**Given information**.
[Start of section]
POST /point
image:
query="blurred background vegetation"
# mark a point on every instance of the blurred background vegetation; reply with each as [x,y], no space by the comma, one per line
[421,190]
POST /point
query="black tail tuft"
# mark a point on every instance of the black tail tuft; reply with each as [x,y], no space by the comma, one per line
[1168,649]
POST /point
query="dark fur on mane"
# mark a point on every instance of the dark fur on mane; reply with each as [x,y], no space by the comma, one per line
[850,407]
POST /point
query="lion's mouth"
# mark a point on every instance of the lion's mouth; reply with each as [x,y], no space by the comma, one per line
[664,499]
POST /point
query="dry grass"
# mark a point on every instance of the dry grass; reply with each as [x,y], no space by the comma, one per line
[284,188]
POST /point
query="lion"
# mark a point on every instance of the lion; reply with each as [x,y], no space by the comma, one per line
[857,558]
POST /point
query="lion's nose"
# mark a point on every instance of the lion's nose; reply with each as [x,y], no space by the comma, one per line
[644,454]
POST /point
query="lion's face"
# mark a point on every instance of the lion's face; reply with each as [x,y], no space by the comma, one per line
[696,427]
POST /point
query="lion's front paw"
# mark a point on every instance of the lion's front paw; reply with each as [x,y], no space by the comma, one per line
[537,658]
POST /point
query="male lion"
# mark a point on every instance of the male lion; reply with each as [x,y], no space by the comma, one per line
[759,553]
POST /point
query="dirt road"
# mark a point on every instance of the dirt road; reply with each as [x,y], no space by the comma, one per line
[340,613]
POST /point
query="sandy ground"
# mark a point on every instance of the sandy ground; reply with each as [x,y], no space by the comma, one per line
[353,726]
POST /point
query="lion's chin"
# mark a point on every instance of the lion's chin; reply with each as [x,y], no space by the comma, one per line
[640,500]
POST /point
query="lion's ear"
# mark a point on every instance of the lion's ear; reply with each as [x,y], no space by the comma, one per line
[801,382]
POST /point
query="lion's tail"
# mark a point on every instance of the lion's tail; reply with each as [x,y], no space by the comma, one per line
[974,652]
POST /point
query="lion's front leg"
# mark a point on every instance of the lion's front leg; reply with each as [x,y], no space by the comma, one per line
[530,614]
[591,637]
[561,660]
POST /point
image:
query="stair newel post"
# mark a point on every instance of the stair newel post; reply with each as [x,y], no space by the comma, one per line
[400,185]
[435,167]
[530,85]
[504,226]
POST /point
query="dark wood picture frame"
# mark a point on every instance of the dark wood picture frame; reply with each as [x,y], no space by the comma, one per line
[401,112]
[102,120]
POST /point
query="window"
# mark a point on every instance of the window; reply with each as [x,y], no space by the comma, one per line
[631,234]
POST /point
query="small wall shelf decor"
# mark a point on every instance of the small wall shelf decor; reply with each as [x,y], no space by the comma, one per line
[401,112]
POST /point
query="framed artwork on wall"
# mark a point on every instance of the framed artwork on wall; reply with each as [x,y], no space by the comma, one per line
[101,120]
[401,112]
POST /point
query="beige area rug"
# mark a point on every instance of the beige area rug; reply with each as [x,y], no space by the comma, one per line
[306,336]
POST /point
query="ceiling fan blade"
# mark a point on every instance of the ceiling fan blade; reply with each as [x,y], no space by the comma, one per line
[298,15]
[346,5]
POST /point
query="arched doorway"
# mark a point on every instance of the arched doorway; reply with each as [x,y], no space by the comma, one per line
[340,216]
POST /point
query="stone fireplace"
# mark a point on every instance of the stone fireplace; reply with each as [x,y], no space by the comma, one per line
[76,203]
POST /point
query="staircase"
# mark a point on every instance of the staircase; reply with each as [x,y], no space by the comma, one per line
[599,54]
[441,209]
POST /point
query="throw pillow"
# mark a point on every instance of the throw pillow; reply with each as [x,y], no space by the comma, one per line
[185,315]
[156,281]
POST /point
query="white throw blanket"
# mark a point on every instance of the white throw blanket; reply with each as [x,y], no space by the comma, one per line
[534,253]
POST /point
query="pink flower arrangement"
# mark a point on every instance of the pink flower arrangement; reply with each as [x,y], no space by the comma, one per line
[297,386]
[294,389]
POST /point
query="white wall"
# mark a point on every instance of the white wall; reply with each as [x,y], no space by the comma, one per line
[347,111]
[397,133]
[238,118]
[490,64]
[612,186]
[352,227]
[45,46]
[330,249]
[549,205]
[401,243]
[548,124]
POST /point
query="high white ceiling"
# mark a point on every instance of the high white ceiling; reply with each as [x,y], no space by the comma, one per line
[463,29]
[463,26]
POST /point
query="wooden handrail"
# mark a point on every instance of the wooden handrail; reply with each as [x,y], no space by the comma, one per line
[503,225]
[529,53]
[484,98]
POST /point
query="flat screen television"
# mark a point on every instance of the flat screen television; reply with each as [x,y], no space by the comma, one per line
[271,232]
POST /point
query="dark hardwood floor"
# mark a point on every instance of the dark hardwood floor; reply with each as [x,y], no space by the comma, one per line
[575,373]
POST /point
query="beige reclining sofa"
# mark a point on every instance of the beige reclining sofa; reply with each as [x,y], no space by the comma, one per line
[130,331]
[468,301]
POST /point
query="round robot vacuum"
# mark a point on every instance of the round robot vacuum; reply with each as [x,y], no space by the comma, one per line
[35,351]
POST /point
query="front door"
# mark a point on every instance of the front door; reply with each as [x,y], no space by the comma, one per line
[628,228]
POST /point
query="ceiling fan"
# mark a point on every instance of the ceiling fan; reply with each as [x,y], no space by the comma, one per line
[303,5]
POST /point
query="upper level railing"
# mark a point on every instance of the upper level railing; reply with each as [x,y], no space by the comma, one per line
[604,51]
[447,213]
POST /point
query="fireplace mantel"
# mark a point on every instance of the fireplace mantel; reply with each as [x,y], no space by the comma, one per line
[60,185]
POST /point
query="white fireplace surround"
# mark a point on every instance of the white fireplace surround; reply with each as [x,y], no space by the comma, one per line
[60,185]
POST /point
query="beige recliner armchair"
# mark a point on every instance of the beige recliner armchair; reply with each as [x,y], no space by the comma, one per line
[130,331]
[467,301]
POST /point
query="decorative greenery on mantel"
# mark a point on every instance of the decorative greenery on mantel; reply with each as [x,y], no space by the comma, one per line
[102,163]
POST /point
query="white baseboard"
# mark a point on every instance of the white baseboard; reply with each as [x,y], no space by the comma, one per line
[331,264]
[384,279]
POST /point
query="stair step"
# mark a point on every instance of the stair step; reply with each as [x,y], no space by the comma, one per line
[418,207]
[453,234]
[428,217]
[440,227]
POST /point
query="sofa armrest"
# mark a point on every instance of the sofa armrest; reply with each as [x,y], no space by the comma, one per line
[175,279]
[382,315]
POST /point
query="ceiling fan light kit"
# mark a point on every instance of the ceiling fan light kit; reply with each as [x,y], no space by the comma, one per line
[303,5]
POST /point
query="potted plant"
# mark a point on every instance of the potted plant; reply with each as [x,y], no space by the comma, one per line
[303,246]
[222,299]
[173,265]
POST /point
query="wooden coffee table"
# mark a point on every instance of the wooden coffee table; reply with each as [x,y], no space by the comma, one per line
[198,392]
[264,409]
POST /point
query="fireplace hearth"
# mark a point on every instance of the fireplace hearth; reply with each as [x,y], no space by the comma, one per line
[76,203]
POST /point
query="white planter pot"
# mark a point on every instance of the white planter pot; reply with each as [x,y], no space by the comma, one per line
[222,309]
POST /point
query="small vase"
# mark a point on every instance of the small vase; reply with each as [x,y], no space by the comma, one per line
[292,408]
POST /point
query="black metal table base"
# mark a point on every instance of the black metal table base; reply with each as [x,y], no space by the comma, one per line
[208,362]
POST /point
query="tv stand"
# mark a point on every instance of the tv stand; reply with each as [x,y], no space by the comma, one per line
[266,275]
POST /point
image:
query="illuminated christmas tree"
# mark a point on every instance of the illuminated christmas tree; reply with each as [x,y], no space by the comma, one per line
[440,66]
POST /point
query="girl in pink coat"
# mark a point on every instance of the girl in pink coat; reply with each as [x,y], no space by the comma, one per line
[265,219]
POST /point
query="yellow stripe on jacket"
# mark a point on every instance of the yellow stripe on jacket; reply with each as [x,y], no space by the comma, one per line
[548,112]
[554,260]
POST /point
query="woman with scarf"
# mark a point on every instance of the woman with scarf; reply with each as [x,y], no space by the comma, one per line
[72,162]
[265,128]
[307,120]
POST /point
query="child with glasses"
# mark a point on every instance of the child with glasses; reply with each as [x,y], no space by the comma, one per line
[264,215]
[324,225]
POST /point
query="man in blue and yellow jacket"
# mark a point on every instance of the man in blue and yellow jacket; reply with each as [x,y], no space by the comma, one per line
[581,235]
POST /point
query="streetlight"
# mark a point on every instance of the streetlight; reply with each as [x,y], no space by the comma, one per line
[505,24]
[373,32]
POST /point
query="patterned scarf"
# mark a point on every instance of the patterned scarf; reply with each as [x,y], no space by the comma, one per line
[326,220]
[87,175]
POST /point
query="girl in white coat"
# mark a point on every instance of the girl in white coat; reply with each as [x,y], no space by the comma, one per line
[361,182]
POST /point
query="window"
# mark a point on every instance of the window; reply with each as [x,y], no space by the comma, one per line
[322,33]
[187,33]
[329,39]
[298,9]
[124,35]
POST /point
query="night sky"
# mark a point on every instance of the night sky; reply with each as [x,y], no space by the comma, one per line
[End of section]
Report each line in the data that holds the word "night".

**Solution to this exercise**.
query="night sky"
# mark a point on every instance of the night sky; reply with each as [x,y], no space by the comma, one per line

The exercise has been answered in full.